**WRITTEN TASK**
Copy word for word the lines of the material that start with the line containing "form (648, 211)." and run through the end of the material.

--- INFORMATION SUPPLIED ---

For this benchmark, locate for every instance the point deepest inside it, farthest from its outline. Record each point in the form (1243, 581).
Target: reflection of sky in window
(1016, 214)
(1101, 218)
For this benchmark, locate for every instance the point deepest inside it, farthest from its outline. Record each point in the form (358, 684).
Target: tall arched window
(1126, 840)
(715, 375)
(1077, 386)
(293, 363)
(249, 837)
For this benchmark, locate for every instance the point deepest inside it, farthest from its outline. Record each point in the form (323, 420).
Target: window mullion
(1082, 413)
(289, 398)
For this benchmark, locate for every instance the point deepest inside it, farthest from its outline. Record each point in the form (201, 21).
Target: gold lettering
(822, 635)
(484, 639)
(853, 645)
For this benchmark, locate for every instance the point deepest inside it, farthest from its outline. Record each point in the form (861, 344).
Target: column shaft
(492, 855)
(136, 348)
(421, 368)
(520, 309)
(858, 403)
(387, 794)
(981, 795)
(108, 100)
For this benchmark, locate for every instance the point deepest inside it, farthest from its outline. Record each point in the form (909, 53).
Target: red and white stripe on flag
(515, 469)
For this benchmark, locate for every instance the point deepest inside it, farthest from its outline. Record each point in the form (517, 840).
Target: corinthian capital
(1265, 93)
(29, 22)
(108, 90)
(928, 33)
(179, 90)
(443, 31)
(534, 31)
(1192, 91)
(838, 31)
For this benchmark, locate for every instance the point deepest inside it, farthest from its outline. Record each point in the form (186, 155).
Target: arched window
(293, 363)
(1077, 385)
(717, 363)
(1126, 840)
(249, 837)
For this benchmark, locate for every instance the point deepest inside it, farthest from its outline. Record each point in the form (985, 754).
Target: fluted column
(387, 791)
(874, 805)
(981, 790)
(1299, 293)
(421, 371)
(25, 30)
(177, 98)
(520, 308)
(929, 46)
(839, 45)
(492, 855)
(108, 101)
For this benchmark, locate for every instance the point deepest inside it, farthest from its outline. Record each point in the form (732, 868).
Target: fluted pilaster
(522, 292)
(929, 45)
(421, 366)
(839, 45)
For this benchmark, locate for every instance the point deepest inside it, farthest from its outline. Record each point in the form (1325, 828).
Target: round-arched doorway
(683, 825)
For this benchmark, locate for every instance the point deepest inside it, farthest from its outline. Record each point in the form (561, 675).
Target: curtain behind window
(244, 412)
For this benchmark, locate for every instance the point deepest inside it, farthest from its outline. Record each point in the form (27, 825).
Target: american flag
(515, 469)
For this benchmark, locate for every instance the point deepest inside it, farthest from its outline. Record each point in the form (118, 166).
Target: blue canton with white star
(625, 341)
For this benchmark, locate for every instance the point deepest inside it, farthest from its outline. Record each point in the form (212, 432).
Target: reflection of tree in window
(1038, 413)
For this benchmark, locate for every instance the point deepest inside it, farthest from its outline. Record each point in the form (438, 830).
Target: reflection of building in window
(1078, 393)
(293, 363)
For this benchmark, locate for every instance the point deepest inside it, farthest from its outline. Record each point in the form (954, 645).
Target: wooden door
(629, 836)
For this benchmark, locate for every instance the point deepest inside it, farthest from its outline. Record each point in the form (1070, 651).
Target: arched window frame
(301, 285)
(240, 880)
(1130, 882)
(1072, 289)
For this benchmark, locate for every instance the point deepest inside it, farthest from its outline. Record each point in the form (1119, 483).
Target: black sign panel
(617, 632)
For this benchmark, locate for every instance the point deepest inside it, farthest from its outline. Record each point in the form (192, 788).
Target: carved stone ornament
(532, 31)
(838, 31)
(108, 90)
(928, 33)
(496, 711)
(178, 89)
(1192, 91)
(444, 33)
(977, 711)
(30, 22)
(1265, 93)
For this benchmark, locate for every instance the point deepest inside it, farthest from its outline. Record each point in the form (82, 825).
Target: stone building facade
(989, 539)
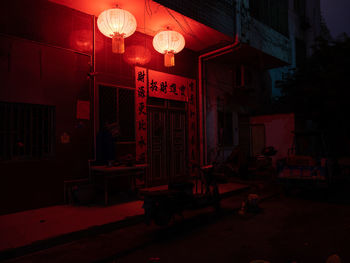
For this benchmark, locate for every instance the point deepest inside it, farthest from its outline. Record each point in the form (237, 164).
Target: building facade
(61, 85)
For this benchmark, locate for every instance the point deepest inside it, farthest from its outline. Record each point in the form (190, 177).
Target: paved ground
(290, 229)
(34, 226)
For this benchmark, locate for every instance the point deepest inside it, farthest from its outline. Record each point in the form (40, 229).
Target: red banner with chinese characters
(141, 114)
(192, 120)
(167, 86)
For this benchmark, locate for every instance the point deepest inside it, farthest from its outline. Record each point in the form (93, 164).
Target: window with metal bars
(273, 13)
(117, 105)
(27, 131)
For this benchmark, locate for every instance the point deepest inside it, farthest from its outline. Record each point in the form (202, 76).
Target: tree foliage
(320, 89)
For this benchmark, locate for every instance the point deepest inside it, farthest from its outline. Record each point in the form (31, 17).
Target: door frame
(167, 108)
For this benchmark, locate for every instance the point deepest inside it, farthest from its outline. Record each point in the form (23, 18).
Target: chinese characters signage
(150, 83)
(192, 121)
(141, 114)
(167, 86)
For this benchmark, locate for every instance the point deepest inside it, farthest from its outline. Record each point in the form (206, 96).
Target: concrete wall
(45, 59)
(278, 132)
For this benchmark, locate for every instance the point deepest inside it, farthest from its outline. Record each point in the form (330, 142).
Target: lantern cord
(182, 28)
(148, 7)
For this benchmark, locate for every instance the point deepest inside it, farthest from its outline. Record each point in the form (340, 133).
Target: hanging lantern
(117, 24)
(168, 43)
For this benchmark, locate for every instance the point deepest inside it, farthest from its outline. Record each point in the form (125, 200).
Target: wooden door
(157, 147)
(177, 145)
(166, 146)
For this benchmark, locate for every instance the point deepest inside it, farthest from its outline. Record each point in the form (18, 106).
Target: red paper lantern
(117, 24)
(168, 43)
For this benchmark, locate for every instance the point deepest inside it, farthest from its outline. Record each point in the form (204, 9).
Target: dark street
(163, 131)
(289, 229)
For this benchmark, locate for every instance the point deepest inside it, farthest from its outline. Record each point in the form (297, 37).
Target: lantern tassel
(118, 43)
(169, 59)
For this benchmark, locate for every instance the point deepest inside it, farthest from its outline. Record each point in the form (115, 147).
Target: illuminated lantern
(117, 24)
(168, 43)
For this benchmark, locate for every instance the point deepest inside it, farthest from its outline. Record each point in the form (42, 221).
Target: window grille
(118, 105)
(27, 131)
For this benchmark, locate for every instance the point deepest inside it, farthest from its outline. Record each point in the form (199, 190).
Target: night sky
(337, 16)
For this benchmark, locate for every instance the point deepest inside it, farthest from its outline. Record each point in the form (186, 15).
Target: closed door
(166, 146)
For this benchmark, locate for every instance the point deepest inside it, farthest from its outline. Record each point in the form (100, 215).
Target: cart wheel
(162, 217)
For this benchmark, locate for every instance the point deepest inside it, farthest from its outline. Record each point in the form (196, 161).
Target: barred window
(117, 105)
(273, 13)
(27, 131)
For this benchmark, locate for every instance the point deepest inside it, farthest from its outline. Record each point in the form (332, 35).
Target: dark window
(225, 128)
(27, 131)
(117, 105)
(300, 50)
(273, 13)
(299, 7)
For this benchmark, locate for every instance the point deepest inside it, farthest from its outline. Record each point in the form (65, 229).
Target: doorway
(167, 151)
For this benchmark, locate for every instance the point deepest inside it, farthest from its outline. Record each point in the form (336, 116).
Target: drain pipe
(202, 94)
(93, 93)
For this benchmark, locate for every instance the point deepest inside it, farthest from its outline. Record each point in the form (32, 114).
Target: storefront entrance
(167, 149)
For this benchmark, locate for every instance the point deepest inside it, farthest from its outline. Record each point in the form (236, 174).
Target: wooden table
(109, 172)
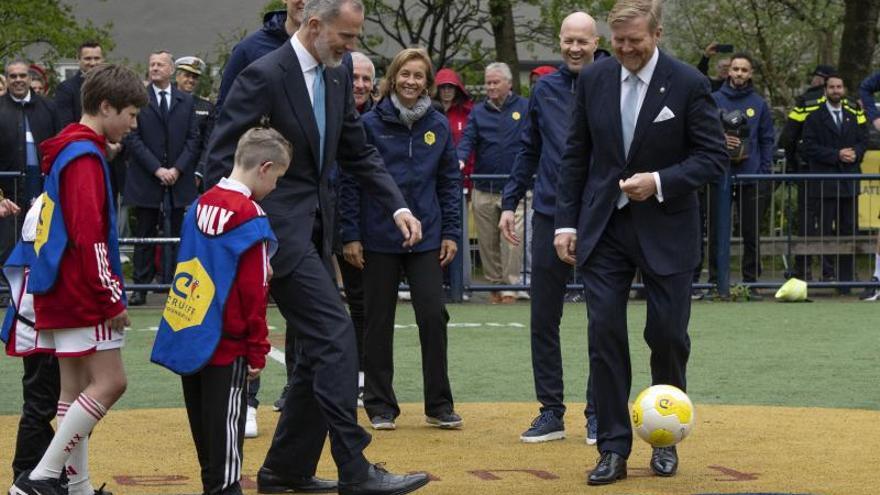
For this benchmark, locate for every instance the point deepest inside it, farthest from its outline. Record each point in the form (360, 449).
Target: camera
(736, 124)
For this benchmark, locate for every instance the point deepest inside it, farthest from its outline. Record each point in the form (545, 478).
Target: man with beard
(542, 146)
(301, 90)
(750, 199)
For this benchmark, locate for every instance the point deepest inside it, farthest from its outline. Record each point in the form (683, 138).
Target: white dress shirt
(644, 75)
(307, 63)
(836, 113)
(167, 91)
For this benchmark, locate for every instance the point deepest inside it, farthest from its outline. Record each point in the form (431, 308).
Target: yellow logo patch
(44, 223)
(192, 291)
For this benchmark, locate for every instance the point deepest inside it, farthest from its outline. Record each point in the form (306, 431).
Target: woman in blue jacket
(416, 144)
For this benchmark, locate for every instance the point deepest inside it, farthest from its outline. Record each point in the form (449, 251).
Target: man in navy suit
(163, 154)
(303, 90)
(645, 136)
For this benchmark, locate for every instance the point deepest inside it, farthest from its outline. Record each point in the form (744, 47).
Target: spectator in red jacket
(457, 105)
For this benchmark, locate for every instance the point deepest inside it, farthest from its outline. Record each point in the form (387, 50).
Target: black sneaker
(546, 427)
(279, 404)
(383, 422)
(447, 421)
(870, 293)
(26, 486)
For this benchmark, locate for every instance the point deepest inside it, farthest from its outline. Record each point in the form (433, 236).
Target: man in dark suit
(645, 136)
(67, 94)
(835, 139)
(303, 92)
(163, 155)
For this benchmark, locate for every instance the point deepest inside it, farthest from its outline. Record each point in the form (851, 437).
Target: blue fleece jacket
(422, 162)
(494, 135)
(543, 142)
(761, 134)
(255, 45)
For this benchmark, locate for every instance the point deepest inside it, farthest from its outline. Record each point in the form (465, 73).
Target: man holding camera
(748, 130)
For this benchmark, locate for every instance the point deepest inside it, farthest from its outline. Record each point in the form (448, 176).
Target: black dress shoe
(137, 298)
(269, 481)
(664, 461)
(610, 468)
(381, 482)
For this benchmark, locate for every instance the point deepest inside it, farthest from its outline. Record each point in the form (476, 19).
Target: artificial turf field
(787, 402)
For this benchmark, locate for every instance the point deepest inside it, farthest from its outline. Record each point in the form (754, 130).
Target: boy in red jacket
(76, 280)
(213, 330)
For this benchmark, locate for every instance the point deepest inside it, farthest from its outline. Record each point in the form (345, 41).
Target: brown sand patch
(733, 449)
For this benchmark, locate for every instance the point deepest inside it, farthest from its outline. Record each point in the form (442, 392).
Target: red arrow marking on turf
(487, 474)
(733, 474)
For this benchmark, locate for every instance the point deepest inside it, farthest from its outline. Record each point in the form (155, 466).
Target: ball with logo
(662, 415)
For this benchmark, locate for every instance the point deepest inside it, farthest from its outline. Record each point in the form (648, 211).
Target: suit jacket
(157, 143)
(820, 145)
(274, 87)
(68, 100)
(43, 120)
(687, 150)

---

**FINAL RESULT**
For this benchmark, locate for every instance the point deepest inside it, farthest from its outline. Record each point in the form (648, 211).
Target: suit jacket
(157, 143)
(820, 145)
(274, 87)
(68, 100)
(43, 120)
(687, 150)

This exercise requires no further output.